- **抜粋**:
..........
液体吐出装置は、複数の駆動波形を駆動素子に選択的に印加させることで中間階調を表現し、印刷される画像の解像度を向上させている。例えば、特許文献1には、異なる吐出量となる複数の駆動波形を用いることにより、より解像度の高い画像を印刷することができる液体吐出装置が開示されている。
しかしながら、1駆動周期の駆動波形に含められる駆動波形の形状や数には限りがあり、このため、駆動素子に印加する駆動波形を増やすと駆動波形ごとに駆動波形生成回路が必要となり、液体吐出装置が大型化するという課題がある。
本願の液体吐出装置は、液体を吐出する開口を有するノズルと、前記ノズルに連通する圧力室と、前記ノズルから前記液体を吐出させるべく、前記圧力室内の前記液体に圧力変動を生じさせる吐出用駆動素子と、前記ノズルから前記液体を吐出させずに、前記ノズルの中の液面に振動を生じさせる水晶振動子を有する微振動用駆動素子と、前記吐出用駆動素子に供給する吐出用駆動波形を生成する吐出用駆動波形生成回路と、前記微振動用駆動素子に供給する微振動用駆動波形を生成する微振動用駆動波形生成回路と、を備えることを特徴とする。
..........
- **行一覧**:
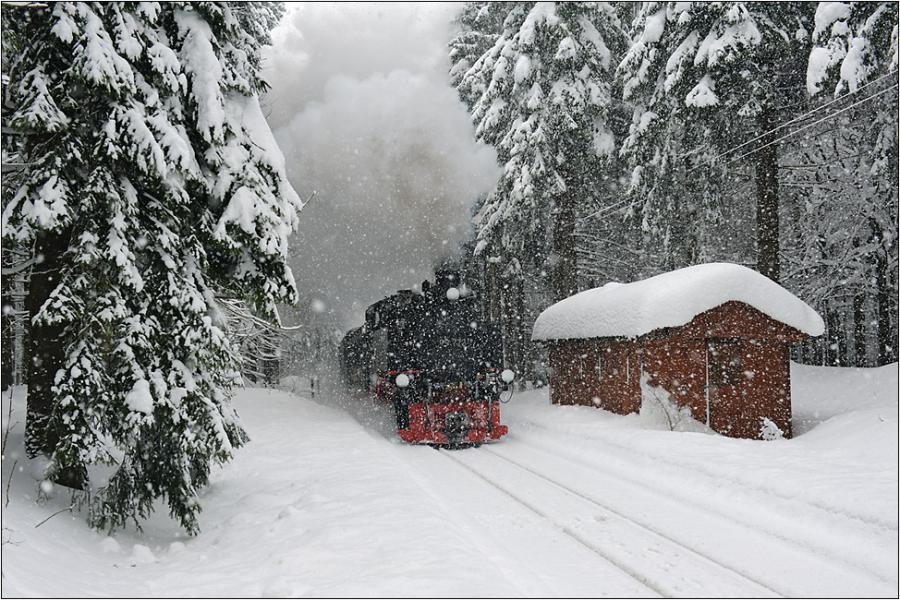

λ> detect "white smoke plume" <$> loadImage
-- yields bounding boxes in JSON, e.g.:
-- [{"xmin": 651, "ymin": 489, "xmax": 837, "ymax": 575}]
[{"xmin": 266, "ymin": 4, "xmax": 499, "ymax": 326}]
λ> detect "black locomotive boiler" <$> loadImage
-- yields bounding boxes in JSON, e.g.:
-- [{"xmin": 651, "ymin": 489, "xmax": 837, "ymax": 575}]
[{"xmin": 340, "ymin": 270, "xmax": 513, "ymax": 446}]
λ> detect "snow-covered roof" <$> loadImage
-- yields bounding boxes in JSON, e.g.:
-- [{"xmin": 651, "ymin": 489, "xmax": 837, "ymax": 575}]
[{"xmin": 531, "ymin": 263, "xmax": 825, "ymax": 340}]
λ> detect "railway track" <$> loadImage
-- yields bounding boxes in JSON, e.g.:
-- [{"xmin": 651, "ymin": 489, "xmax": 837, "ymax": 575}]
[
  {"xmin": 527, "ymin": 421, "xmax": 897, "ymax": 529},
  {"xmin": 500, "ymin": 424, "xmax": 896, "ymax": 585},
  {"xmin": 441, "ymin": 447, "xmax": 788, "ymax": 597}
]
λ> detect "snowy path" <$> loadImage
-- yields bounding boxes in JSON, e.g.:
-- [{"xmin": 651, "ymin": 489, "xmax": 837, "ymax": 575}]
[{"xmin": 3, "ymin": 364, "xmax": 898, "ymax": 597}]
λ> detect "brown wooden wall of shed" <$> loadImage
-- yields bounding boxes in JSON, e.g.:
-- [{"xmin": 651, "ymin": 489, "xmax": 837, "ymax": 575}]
..........
- **設問**: 抜粋によると、微振動用駆動素子は何を有しているか。 答えは抜粋だけを手がかりにすること。

- **解答**: 水晶振動子。